[DIRECTIONS]: Update the lines from the one containing "Task: set a dot on every instance of the green plant" through the end of the data by changing "wheat field" to "barley field", and leave everything else unchanged.

(Dataset rows)
--- --- ---

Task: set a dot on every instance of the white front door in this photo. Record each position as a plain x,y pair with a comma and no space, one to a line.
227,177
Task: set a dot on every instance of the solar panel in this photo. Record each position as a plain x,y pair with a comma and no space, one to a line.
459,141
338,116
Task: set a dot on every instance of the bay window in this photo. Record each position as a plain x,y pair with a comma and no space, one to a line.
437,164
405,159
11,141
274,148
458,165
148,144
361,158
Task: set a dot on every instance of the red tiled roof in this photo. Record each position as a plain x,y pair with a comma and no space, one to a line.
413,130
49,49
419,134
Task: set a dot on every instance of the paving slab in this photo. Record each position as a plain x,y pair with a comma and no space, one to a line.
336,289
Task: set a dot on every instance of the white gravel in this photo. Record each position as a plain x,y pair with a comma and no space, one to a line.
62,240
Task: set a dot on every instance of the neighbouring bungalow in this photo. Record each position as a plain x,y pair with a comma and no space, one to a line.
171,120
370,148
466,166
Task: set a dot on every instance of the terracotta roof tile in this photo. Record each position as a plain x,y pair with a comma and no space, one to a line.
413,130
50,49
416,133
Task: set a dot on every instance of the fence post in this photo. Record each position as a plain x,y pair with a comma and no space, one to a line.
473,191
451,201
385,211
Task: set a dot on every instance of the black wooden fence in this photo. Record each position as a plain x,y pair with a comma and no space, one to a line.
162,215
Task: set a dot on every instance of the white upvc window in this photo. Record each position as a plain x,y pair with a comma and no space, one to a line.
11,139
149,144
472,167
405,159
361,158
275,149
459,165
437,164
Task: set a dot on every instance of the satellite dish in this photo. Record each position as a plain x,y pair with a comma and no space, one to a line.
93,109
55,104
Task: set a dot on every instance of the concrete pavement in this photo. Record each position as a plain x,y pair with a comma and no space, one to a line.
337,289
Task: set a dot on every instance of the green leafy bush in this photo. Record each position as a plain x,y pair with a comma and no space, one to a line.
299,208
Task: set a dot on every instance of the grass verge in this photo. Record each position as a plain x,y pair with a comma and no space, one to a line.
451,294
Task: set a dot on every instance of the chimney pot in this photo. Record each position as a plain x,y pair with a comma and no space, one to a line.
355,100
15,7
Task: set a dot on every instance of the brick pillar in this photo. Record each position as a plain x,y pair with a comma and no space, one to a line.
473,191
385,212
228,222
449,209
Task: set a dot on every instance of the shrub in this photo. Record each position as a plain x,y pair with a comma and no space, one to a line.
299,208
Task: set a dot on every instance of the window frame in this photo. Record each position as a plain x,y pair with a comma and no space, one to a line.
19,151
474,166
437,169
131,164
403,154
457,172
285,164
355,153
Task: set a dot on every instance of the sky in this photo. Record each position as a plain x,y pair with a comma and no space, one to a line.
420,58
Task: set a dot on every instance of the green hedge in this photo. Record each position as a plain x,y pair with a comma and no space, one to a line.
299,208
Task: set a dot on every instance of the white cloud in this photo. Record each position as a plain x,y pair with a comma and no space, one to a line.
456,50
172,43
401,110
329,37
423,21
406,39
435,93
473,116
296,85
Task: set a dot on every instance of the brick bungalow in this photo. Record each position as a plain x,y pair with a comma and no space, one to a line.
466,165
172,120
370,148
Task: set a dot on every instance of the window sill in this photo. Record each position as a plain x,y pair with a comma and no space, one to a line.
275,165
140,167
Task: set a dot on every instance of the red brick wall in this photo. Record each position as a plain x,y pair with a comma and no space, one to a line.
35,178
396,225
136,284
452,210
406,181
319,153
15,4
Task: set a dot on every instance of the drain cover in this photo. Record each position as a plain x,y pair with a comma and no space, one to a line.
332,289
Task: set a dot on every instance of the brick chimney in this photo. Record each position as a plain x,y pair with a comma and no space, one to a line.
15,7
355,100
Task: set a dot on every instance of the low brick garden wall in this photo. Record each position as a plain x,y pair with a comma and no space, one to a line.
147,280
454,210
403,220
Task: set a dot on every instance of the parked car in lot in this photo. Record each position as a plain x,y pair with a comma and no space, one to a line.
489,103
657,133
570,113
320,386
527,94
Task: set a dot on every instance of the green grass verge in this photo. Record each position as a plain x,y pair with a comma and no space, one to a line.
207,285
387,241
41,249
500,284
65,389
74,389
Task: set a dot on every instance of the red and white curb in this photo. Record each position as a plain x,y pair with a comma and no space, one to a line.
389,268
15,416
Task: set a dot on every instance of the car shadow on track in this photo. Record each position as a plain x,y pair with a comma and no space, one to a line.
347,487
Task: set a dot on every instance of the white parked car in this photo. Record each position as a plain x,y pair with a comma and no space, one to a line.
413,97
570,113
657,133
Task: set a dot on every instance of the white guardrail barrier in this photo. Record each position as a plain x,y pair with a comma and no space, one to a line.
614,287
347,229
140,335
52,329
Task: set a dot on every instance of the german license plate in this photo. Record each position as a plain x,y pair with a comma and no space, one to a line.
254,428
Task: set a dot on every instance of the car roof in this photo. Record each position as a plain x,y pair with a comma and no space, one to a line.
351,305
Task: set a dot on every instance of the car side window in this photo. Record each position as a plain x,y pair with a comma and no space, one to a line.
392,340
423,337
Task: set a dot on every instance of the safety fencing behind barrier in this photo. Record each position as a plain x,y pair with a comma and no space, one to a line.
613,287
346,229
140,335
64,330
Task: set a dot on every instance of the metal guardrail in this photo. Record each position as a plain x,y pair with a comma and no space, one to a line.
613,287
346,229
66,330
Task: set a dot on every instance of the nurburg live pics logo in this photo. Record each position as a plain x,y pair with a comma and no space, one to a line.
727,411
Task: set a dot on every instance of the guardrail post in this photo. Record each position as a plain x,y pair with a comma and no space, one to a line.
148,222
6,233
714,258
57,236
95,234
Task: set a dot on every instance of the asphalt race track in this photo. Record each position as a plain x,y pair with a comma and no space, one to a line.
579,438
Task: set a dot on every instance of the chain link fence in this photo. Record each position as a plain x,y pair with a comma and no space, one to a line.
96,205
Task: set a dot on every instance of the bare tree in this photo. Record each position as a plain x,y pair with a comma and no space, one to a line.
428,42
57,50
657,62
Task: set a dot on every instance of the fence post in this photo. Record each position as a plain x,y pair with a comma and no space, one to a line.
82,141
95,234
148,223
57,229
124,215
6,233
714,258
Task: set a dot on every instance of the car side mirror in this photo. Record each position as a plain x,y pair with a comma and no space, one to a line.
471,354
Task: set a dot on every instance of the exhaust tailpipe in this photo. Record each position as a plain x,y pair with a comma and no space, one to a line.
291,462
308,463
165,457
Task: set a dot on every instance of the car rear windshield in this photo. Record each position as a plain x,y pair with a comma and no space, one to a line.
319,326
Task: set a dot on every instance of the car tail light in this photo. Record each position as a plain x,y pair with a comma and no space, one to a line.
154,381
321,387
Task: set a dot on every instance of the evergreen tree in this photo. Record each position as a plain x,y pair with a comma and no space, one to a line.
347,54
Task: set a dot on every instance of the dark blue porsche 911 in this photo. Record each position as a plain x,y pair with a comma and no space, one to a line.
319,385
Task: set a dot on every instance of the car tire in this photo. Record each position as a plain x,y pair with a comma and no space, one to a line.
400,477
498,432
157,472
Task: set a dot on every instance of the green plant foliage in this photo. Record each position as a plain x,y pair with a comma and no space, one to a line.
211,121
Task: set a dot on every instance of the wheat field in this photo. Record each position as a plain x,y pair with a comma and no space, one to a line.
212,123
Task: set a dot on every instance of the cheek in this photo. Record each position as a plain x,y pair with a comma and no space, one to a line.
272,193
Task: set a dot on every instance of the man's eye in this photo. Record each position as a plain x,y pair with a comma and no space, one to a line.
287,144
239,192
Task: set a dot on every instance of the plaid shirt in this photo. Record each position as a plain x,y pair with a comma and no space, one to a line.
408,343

--- --- ---

[TASK SOLUTION]:
Task: set a dot on every instance of the green plant foliage in this photo. Record each position as a plain x,y pair with a comma and no space, one to a line.
211,121
Task: set a dot on every instance of the barley field in this photo. Record each position as a plain x,y pair with a comma and no space, one to a line.
212,123
Task: set a dot on every instance of the cheek in this photo. Record each position as a plain x,y pair with a comma and no space, one to a line.
272,193
Task: set a dot on every instance of the man's eye in this photo. Record each position as a plain x,y pair with a comma and no space, one to a line.
287,144
239,192
Task: set a dot on every instance of the plaid shirt in this photo. Record each position as a plain x,y pair with a comma and no space, one to a line.
408,343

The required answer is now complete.